* **DATA LISTING**
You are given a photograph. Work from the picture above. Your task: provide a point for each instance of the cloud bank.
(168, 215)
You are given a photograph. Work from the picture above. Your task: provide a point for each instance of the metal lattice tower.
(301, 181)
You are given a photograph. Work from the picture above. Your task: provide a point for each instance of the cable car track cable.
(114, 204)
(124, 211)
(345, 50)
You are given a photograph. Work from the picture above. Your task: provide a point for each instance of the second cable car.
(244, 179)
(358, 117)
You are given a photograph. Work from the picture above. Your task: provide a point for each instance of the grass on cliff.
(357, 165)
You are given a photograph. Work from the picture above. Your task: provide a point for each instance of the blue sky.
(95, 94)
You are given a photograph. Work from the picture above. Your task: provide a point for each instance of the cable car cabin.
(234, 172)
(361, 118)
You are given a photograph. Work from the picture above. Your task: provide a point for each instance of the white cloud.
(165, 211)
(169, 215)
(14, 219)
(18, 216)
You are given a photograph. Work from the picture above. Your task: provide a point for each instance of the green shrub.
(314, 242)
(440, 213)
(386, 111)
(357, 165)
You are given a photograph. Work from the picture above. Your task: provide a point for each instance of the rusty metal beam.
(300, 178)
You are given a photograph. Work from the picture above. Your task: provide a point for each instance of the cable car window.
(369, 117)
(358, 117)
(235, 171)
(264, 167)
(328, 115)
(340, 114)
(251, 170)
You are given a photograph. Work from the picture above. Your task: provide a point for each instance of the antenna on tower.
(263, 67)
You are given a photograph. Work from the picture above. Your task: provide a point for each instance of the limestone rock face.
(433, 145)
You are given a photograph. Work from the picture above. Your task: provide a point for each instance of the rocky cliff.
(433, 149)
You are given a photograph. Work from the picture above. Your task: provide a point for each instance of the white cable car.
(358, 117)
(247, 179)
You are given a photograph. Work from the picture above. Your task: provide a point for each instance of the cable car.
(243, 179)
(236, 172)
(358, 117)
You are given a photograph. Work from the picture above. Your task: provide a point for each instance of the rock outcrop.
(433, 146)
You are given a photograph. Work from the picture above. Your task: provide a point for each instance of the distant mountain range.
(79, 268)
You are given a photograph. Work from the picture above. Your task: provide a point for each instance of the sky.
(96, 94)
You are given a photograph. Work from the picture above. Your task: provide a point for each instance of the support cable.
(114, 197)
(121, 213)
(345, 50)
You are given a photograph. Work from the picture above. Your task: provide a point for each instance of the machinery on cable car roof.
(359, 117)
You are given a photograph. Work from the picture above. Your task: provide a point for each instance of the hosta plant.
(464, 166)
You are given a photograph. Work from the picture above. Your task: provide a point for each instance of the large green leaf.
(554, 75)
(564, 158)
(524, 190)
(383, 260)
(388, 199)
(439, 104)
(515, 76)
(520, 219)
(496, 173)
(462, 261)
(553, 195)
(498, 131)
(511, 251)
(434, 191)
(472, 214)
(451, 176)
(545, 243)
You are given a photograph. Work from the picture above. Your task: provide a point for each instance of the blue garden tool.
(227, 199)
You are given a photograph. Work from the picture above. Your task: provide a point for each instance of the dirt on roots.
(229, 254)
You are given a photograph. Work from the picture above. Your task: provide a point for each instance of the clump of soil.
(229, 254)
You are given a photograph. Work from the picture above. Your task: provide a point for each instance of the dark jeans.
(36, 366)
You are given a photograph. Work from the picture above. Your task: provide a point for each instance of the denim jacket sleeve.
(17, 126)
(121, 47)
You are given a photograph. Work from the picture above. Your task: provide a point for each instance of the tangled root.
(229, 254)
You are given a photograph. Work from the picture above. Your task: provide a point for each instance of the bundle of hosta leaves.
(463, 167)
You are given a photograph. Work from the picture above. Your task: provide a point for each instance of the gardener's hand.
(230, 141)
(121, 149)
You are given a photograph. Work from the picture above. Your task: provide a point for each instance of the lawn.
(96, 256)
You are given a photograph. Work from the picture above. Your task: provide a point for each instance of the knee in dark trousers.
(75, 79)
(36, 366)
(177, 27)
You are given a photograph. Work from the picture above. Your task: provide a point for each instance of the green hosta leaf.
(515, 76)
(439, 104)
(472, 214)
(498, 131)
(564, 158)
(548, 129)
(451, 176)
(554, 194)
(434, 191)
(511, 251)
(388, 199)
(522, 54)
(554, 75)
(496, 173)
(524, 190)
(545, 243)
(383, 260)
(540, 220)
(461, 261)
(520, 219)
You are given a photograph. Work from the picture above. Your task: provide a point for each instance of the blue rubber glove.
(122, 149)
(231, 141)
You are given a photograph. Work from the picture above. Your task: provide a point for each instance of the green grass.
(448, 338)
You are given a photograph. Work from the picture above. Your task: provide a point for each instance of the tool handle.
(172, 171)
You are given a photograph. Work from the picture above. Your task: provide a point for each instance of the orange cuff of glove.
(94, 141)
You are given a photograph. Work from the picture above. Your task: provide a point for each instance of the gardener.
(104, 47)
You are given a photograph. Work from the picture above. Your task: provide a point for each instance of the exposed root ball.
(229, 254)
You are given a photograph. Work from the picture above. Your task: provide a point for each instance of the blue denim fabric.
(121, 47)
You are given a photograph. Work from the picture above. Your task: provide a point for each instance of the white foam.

* **PROMPT**
Please print every one of the items above again, word for word and with nothing changed.

* **FULL SOLUTION**
You are given a photograph. Work from the picture above. Your task: provide a point for each instance of the cloud bank.
(168, 215)
You are given a photograph. Work from the picture above. Your task: provide a point for each instance of the metal lattice tower.
(301, 181)
You are given a photograph. Work from the picture above. Your task: provide a point for each instance of the cable car track cable.
(114, 204)
(124, 211)
(345, 50)
You are given a photograph. Work from the picture above. Your task: provide a point for each instance of the second cable car.
(244, 179)
(358, 117)
You are given a photograph. Work from the picture above. Your task: provide a point for each instance of the grass on cliff.
(357, 165)
You are given a photograph. Work from the picture above. Your task: provide a point for each instance of the blue sky.
(95, 94)
You are given a photograph. Work from the picture above. Your task: provide a point for each instance of the cable car cabin.
(234, 172)
(361, 118)
You are given a photograph. Work from the picture above. Your task: provide a point for each instance of the white cloud.
(165, 211)
(169, 215)
(14, 219)
(18, 216)
You are given a photograph. Work from the picture above. Your task: provide a point for each instance of the green shrub.
(314, 242)
(440, 213)
(386, 111)
(357, 165)
You are given a photograph. Work from the picture above. Your task: provide a point for each instance of the rusty metal beam.
(300, 178)
You are given a photograph. Work from the picture above. Your task: provide a point for each instance of the cable car window.
(369, 117)
(358, 117)
(235, 171)
(264, 167)
(328, 115)
(340, 114)
(251, 170)
You are given a photograph. Work from the picture above. Your task: provide a point for each instance of the antenna on tower.
(263, 67)
You are given a photograph. Work from the picture above. Your task: provide a point for each instance of the limestone rock face.
(433, 145)
You are given a photograph. Work from the picture above. Your task: provide a point for each instance of the rocky cliff.
(433, 149)
You are given a photograph. Work from the picture above. Your task: provide a point for each instance of the white cable car.
(358, 117)
(247, 179)
You are given a photograph. Work from the picture above. Your task: provide a point for each instance of the cable car.
(243, 179)
(236, 172)
(358, 117)
You are given a photograph. Work from the picture above. Your task: provide a point for each instance of the rock outcrop.
(433, 146)
You are given a photograph. Work from the picture above. Your task: provide a point for each instance of the distant mountain range.
(79, 268)
You are given a photograph. Work from the picture above. Your task: provide a point for each instance of the sky.
(96, 94)
You are given a photograph. Work from the picture above. Your task: provide a point for each instance of the support cable.
(114, 197)
(121, 213)
(345, 50)
You are given a photograph. Work from the picture above. Your task: provide a point for each instance of the machinery on cable car roof.
(359, 117)
You are given a photograph. Work from the picture above. Your task: provide a point for each instance of the hosta plant.
(464, 166)
You are given a photograph. Work from the picture above. Your task: provide a point for each instance of the large green leaf.
(554, 75)
(564, 158)
(524, 190)
(383, 260)
(388, 199)
(439, 104)
(515, 76)
(520, 219)
(496, 173)
(462, 261)
(553, 195)
(498, 131)
(511, 251)
(434, 191)
(472, 214)
(451, 176)
(545, 243)
You are given a photograph. Work from the picture above. Your task: provide a point for each instance of the blue garden tool.
(227, 199)
You are given a photograph. Work from the picture above. Your task: provide a point for each instance of the dirt on roots.
(229, 254)
You are given a photograph. Work from the picture above. Your task: provide a point for each instance of the clump of soil.
(229, 254)
You are given a photograph. Work from the picture above. Your task: provide a point for each instance of the dark jeans.
(36, 366)
You are given a photograph. Work from the picture above. Your task: provide a point for each instance of the denim jacket sleeve.
(17, 126)
(121, 47)
You are given a photograph. Work from the picture above. Your task: provide a point for each instance of the tangled root.
(229, 254)
You are given a photograph. Work from the picture above. Your task: provide a point for each instance of the bundle of hosta leaves.
(463, 167)
You are given a photograph. Work from the picture above. Your task: provide a point for each instance of the gardener's hand.
(230, 141)
(121, 149)
You are given a photograph. Work from the picture above. Your task: provide a point for each instance of the lawn.
(96, 256)
You are given a photograph. Work from the picture above. Your task: provide a point for each instance of the knee in dark trousers.
(75, 79)
(36, 366)
(177, 27)
You are given a photograph. Work from the picture above. Your task: provide a point for each instance of the green hosta leaf.
(515, 76)
(439, 104)
(472, 214)
(498, 131)
(564, 158)
(548, 129)
(451, 176)
(554, 194)
(434, 191)
(511, 251)
(388, 199)
(522, 54)
(554, 75)
(496, 173)
(524, 190)
(545, 243)
(383, 260)
(540, 220)
(461, 261)
(520, 219)
You are given a photograph. Work from the picture above. Your task: provide a point for each instance of the blue rubber glove.
(122, 149)
(231, 141)
You are given a photograph. Work from the picture above. Your task: provide a point for each instance of the green grass.
(448, 338)
You are given a photograph. Work from the picture above. Your task: provide a point for each instance of the tool handle.
(172, 171)
You are given a photograph. Work from the picture above. Your task: provide a point for each instance of the orange cuff of glove.
(94, 141)
You are given a photograph. Work from the picture above. Your task: provide a point for each instance of the gardener.
(104, 47)
You are given a photograph. Work from the picture above. Your task: provide a point for each instance of the exposed root ball.
(229, 254)
You are given a photograph. Work from the picture above. Your task: provide a point for each instance of the blue denim fabric.
(121, 47)
You are given a photograph. Work from the picture above. Your task: provide a point for each instance of the white foam.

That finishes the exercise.